→ What you will do: Your job is to transcribe the material exactly. Keep every line.

→ Provided data:
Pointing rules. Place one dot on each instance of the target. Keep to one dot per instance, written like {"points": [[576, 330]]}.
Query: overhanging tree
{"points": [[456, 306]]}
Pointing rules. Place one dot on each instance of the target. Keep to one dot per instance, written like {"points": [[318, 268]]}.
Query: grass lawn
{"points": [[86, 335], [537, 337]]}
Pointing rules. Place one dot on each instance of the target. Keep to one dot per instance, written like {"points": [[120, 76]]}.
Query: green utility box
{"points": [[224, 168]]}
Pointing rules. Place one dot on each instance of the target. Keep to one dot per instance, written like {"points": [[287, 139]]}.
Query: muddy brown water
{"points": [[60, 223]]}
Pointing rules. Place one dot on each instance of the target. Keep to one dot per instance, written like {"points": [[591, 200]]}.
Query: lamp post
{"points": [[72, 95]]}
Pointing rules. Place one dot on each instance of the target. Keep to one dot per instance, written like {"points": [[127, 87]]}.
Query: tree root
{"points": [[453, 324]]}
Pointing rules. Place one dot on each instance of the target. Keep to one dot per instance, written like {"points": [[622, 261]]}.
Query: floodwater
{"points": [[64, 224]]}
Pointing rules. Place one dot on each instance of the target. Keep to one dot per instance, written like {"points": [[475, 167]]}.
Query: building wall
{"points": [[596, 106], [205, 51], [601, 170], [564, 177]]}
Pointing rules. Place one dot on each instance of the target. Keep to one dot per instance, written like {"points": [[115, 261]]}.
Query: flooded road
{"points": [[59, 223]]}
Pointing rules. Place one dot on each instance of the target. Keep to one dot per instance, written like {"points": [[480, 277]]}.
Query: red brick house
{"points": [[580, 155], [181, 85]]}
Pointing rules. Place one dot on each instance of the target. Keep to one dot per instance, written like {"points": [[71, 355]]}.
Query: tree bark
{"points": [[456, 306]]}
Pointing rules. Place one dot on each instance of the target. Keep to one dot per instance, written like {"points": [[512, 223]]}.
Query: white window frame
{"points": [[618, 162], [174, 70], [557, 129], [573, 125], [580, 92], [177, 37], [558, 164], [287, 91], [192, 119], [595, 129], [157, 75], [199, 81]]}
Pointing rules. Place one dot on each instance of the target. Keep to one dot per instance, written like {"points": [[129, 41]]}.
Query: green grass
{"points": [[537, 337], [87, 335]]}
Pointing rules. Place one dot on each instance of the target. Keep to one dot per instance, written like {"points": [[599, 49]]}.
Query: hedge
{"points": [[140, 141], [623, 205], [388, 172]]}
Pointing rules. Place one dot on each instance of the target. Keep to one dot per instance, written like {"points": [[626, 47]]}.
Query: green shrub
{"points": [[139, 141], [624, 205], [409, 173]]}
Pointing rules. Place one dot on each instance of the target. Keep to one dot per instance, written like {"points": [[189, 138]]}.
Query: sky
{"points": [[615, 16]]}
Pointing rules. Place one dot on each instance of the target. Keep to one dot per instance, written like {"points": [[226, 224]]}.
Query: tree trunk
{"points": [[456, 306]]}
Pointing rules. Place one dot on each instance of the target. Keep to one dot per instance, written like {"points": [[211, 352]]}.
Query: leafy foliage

→ Response area:
Pointing rules. Place one dot on each instance of the target. Keep to one dot per instance, written like {"points": [[576, 330]]}.
Query: overhanging tree
{"points": [[456, 306]]}
Pointing rules. Place one dot on each instance of the target. Keep to one dot per instance, written like {"points": [[318, 268]]}.
Query: grass lawn
{"points": [[86, 335], [537, 337]]}
Pointing rules. Place one dot on each instance of the target. Keep to one dot per instance, written like {"points": [[120, 76]]}.
Query: green utility box
{"points": [[224, 168]]}
Pointing rules. Place one dot on each instance of the target. Keep to one dot per instance, written like {"points": [[287, 139]]}.
Query: muddy brown water
{"points": [[60, 223]]}
Pointing rules. Place one dot on each instance of the target. Keep to one dot per instance, written like {"points": [[591, 200]]}.
Query: lamp post
{"points": [[72, 95]]}
Pointing rules. Place one dot on each instance of the target. Keep to one dot per instance, written like {"points": [[127, 87]]}.
Query: tree root
{"points": [[453, 324]]}
Pointing rules. Place one dot on each instance of the target. Keep to one dot per instance, written like {"points": [[622, 261]]}.
Query: floodwater
{"points": [[64, 224]]}
Pointing rules. Place one dot on each instance of the target. Keep to one dot per instance, written like {"points": [[475, 167]]}.
Query: building wall
{"points": [[596, 106], [205, 51], [601, 170], [564, 177]]}
Pointing rules. Place one dot on each instance of the target. Keep to one dot per instance, written like {"points": [[115, 261]]}.
Query: flooded road
{"points": [[59, 223]]}
Pointing rules. Place one dot on each instance of the target. Keep to one dot per instance, written like {"points": [[480, 277]]}.
Query: red brick house
{"points": [[580, 155], [181, 85]]}
Pointing rules. Place one dot on each instance of the target. Keep to one dot per instance, written like {"points": [[71, 355]]}.
Query: tree bark
{"points": [[456, 306]]}
Pointing rules. Place one dot on each instance of the target. Keep to one dot per instance, written like {"points": [[512, 223]]}.
Query: white window frame
{"points": [[618, 162], [174, 70], [557, 129], [573, 125], [580, 92], [177, 37], [558, 164], [287, 91], [192, 119], [595, 129], [157, 75], [199, 81]]}
Pointing rules. Place one dot on each instance of the target. Keep to one dot per instance, written like {"points": [[129, 41]]}.
Query: green grass
{"points": [[537, 337], [87, 335]]}
Pointing rules. Place one dot on each instance of the target. Keep to one dot per instance, written like {"points": [[599, 49]]}.
Query: hedge
{"points": [[140, 141], [623, 205], [388, 172]]}
Pointing rules. Place one dot on each instance of the target. Keep to one dot per instance, written like {"points": [[626, 47]]}.
Query: green shrub
{"points": [[139, 141], [624, 205], [409, 173]]}
Pointing rules. Place one dot on each instance of the target. Keep to one dot per instance, written like {"points": [[189, 138]]}.
Query: sky
{"points": [[615, 16]]}
Pointing rules. Place one dot on each instance of the target. Keep to one dot per instance, written like {"points": [[226, 224]]}.
Query: tree trunk
{"points": [[456, 306]]}
Pointing rules. Place one dot on each instance of the target. Keep to one dot per instance, written like {"points": [[211, 352]]}.
Query: leafy foliage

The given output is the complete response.